All cluster-specific settings (nodes, GPUs, partition, container, mounts, secrets)
live in your sbatch script. See the [cluster guide](/job-launchers/slurm-cluster) for
full examples (Pyxis, bare-metal, Apptainer).

### Multi-Node Slurm Configuration

**Multi-Node Training**: When using Hugging Face datasets in multi-node setups, you need shared storage accessible by all nodes. Set `HF_DATASETS_CACHE` to a shared directory in your sbatch script (e.g., `export HF_DATASETS_CACHE=/shared/hf_cache`) to ensure all nodes can access the cached datasets.

When using multiple nodes with Hugging Face datasets:

1. **Shared Storage**: Ensure all nodes can access the same storage paths
2. **HF Cache**: Export `HF_HOME` and `HF_DATASETS_CACHE` in your sbatch script pointing to shared directories
3. **Mounts**: Add shared directories as container mounts in your sbatch script

Configure all of this in your sbatch script (`my_cluster.sub`), not in the YAML.

***

### That's It!

With the mapping specified, the rest of the NeMo Automodel pipeline (pre-tokenization, packing, collate-fn, *etc.*) works as usual.

•••••

* TO DO:
a: In the Slurm excerpt, where should all cluster-specific settings go?
b: From the Slurm excerpt, extract the passage starting at "When using multiple" and ending at "works as usual.".
The data comes from a different source than the Slurm excerpt.

•••••

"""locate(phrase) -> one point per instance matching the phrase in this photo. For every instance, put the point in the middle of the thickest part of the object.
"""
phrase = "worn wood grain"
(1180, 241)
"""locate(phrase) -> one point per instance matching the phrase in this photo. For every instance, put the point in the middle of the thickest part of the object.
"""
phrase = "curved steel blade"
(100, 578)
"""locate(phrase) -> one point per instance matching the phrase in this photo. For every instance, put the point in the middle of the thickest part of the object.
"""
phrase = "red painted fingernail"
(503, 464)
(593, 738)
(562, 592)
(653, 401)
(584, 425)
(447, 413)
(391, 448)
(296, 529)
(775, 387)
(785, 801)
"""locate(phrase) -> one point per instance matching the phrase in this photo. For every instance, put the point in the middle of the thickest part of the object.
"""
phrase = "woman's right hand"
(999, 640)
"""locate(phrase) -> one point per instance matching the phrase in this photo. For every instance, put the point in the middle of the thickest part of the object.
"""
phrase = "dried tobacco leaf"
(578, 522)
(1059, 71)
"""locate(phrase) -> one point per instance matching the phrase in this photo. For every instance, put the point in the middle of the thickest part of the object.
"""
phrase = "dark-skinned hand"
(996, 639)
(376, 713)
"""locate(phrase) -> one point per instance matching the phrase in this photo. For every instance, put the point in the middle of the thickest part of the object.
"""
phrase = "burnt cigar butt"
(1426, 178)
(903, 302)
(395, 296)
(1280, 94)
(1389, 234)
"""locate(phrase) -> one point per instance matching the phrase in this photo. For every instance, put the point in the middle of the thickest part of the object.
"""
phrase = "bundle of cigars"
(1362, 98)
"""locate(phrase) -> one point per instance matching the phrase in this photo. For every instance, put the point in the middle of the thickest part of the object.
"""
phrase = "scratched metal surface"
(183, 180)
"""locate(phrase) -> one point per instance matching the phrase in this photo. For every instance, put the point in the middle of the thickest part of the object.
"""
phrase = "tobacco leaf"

•••••

* ANSWERS BY ITEM:
a: In the sbatch script.

b:
When using multiple nodes with Hugging Face datasets:

1. **Shared Storage**: Ensure all nodes can access the same storage paths
2. **HF Cache**: Export `HF_HOME` and `HF_DATASETS_CACHE` in your sbatch script pointing to shared directories
3. **Mounts**: Add shared directories as container mounts in your sbatch script

Configure all of this in your sbatch script (`my_cluster.sub`), not in the YAML.

***

### That's It!

With the mapping specified, the rest of the NeMo Automodel pipeline (pre-tokenization, packing, collate-fn, *etc.*) works as usual.